##### Records to use

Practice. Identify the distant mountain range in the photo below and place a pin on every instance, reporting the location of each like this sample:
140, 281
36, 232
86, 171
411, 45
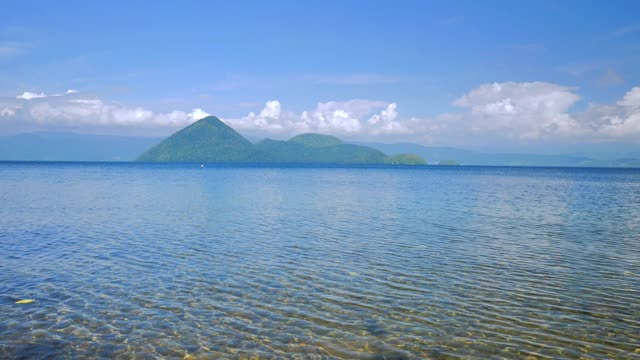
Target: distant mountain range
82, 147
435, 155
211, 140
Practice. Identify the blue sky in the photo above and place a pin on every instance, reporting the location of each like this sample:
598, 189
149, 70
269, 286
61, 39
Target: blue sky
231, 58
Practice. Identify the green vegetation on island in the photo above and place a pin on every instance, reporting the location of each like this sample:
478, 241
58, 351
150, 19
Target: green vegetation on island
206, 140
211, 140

##########
##### Records to use

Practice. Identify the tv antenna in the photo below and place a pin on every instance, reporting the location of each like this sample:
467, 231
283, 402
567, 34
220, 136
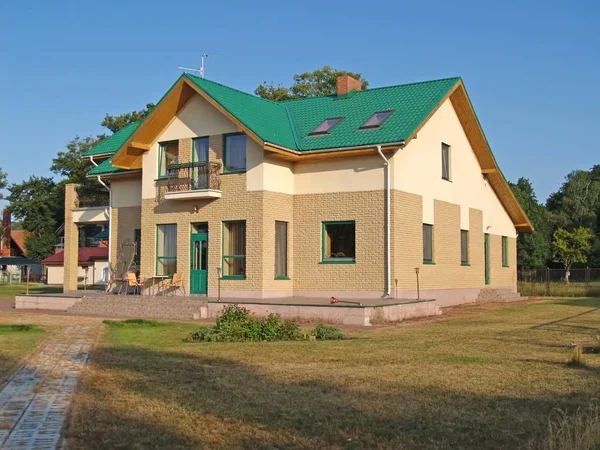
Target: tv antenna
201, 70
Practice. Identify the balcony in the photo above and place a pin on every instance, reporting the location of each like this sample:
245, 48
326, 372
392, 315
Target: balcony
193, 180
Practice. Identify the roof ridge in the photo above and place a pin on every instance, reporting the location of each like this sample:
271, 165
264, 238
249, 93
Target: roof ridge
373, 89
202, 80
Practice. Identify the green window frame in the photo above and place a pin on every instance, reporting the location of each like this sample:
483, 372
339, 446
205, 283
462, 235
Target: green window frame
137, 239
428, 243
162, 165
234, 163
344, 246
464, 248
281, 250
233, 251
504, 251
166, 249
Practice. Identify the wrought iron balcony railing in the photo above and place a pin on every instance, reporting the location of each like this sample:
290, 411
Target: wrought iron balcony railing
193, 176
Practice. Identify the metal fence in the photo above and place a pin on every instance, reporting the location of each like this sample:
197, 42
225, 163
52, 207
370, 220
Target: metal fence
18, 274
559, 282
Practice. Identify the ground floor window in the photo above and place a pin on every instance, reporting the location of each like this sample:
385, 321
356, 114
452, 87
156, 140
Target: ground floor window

##########
##### Records to use

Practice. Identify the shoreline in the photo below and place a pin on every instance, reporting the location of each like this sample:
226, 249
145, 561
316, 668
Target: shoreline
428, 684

##########

◆ The task ◆
Print the listing above word for word, everything from the line containing "Practice. Identify the metal" down to the line containing "Target: ground floor window", with both of those lines included.

◆ Written solution ◆
Practice. Identify the metal fence in the photo above and place a pin on every instance, reporting the location of each like this sample:
197, 42
225, 163
52, 207
370, 220
Target: metal fence
18, 274
559, 282
Practice. Identify the ground floor window in the photo above and place a pin on every instance, reporting the location of each like this sample:
385, 321
356, 114
452, 87
156, 140
Target: ground floor window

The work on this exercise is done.